# Given task:
Starting with the line that contains "the green shrub", set down each line through the end of the entries below, exactly and with nothing added.

══ Exercise materials ══

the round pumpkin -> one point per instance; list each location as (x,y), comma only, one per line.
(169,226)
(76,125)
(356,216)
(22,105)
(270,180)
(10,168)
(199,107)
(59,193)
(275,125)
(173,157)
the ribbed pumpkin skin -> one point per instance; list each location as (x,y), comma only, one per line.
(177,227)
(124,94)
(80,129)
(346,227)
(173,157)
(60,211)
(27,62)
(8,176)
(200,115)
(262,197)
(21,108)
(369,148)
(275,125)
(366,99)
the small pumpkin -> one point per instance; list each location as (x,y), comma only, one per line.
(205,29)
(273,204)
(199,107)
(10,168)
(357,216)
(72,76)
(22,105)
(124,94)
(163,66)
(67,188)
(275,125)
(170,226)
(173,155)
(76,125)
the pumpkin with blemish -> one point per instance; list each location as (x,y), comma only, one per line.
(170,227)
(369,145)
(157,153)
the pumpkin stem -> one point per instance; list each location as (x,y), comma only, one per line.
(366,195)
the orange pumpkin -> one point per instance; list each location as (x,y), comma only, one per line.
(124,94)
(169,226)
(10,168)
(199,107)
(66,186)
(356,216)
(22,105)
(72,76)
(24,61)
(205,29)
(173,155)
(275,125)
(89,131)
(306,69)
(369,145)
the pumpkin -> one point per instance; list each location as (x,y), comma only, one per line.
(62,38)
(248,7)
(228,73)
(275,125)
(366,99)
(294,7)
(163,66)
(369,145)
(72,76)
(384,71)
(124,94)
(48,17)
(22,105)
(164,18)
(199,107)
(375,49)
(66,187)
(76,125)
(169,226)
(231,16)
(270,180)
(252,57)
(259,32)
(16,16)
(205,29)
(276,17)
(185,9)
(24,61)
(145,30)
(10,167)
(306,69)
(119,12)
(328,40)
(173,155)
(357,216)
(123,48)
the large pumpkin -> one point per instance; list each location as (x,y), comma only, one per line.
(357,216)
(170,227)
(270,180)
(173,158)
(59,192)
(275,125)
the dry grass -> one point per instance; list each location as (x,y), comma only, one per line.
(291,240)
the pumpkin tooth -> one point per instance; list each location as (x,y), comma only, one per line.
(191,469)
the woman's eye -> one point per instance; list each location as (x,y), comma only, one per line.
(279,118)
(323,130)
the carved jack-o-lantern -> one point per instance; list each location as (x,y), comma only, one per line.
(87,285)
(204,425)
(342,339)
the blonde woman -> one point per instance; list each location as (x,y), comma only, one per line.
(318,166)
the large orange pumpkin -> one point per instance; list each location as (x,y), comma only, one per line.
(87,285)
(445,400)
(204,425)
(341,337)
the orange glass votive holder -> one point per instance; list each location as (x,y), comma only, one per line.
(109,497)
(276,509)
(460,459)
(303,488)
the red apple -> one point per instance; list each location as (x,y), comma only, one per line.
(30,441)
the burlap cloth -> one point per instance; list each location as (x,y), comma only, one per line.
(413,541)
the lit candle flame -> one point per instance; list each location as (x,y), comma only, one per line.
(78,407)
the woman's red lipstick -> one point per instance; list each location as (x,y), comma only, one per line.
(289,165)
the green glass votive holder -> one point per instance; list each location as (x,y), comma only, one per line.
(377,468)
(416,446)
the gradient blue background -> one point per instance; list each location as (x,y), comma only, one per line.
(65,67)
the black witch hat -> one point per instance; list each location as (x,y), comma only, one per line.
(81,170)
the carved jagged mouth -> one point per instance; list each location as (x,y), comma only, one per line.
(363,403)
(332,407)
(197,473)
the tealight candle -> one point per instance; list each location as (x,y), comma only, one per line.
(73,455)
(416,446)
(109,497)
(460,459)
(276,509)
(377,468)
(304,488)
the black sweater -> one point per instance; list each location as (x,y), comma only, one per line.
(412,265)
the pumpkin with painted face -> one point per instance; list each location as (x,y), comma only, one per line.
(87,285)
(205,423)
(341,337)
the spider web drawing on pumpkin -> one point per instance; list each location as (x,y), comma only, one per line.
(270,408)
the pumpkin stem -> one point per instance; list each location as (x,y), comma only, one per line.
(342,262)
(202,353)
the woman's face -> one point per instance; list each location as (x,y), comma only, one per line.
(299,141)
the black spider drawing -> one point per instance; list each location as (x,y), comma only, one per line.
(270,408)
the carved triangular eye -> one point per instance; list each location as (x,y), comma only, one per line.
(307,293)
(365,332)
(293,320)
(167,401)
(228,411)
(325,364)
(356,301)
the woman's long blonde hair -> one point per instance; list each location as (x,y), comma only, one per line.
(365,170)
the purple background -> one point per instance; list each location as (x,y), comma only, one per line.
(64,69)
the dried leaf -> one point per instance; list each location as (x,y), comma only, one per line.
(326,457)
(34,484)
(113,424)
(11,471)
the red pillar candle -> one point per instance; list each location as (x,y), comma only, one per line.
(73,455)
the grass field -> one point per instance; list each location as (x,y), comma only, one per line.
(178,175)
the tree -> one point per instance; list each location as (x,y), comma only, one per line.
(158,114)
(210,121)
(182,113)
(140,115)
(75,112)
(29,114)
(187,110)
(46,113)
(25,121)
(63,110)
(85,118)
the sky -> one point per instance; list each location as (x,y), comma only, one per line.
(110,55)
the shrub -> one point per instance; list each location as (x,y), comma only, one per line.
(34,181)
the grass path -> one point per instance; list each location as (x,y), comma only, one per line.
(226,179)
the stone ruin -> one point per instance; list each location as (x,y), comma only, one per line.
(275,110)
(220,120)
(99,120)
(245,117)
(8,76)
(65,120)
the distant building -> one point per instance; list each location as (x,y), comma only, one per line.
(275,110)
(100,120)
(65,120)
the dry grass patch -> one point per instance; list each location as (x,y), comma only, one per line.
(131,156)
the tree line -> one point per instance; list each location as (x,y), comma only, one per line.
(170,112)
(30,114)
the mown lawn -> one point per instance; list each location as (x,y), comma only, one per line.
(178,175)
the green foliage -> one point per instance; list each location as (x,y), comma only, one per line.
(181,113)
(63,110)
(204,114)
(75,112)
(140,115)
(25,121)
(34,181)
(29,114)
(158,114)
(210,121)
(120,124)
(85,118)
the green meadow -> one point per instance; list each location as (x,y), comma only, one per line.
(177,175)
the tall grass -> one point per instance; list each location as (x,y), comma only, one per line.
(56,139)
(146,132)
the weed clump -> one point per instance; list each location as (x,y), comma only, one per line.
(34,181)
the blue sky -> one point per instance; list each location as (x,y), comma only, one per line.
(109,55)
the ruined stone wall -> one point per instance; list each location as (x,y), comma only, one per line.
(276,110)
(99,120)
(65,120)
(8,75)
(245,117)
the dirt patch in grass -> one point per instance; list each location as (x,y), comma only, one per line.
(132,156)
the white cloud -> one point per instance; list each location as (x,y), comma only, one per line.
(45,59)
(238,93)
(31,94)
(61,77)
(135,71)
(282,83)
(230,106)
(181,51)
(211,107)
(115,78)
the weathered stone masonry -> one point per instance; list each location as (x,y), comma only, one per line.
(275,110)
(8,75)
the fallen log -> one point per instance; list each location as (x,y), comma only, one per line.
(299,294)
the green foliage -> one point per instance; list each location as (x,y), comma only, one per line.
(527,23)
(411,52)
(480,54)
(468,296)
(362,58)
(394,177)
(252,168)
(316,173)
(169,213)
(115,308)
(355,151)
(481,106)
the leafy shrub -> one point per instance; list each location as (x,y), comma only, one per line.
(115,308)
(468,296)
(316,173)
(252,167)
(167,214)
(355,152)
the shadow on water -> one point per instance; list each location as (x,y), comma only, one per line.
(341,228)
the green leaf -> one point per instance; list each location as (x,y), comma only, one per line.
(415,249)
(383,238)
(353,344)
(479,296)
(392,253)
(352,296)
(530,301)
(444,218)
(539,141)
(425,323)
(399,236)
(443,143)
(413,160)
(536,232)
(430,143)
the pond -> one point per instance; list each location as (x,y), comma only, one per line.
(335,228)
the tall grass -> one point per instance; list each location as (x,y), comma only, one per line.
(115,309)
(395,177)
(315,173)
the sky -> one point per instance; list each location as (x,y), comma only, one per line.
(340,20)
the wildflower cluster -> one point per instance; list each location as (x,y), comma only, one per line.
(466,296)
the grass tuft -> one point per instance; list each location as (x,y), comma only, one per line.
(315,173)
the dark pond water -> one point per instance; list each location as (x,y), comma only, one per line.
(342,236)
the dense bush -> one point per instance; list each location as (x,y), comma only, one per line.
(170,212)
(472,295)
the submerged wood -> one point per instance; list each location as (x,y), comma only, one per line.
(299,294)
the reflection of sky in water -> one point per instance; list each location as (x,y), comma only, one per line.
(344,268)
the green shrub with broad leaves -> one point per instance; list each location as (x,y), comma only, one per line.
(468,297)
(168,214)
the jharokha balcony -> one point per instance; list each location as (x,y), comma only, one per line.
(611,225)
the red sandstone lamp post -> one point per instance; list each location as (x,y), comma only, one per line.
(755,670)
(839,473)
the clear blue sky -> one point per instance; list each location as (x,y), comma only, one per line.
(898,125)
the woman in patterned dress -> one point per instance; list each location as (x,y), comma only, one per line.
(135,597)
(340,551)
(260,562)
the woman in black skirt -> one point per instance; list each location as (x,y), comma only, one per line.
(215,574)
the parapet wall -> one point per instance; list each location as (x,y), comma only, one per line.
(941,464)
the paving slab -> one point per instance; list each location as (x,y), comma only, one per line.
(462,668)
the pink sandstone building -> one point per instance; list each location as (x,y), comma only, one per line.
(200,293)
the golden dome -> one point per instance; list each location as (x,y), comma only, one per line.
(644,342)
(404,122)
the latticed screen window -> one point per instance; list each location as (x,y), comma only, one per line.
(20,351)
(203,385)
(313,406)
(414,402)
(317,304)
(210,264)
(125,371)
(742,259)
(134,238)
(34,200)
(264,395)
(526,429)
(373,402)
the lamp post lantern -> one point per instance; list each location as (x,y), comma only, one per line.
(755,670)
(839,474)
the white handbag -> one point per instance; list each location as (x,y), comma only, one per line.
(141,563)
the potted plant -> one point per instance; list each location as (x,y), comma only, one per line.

═══

# Completed exercise:
the green shrub with broad leaves -> one point per instance; list each location as (x,y), comma only, one per line.
(468,297)
(168,214)
the jharokha balcony -> one point per instance; list each location as (x,y), comma only, one per line.
(611,225)
the red sandstone lamp post -> one point per instance; list each location as (x,y), comma only, one per line.
(755,670)
(839,473)
the clear blue sky -> one point per instance; list each location as (x,y), comma only, one per line.
(898,125)
the woman in patterned dress -> one point per instance; list each location as (x,y), comma only, one per line.
(135,597)
(340,551)
(260,562)
the woman in black skirt -> one point per instance; list each location as (x,y), comma only, one per line.
(215,574)
the parapet wall -> one point per instance; list each location as (x,y), comma only, one per line.
(941,464)
the paving slab -> one point per instance; list each location as (x,y), comma only, one per line.
(462,668)
the pink sandstone building -> one point per instance; list each location as (x,y), comma only, one per line.
(200,293)
the golden dome -> one point per instance; list each location as (x,y), comma only, one per line.
(644,342)
(404,122)
the latticed screen window -> one point per instance; list each location as (x,y), comma only, one per line.
(20,351)
(203,385)
(313,406)
(414,402)
(317,304)
(210,264)
(125,371)
(742,259)
(134,238)
(34,200)
(264,395)
(526,429)
(373,402)
the lamp post lantern -> one point per instance; list each location as (x,y), comma only, one per line.
(755,670)
(839,474)
the white handbag -> one point per instance; list each location as (x,y), comma only, one per line.
(141,563)
the potted plant -> one point per instance; list each location as (x,y), comma only, one per line.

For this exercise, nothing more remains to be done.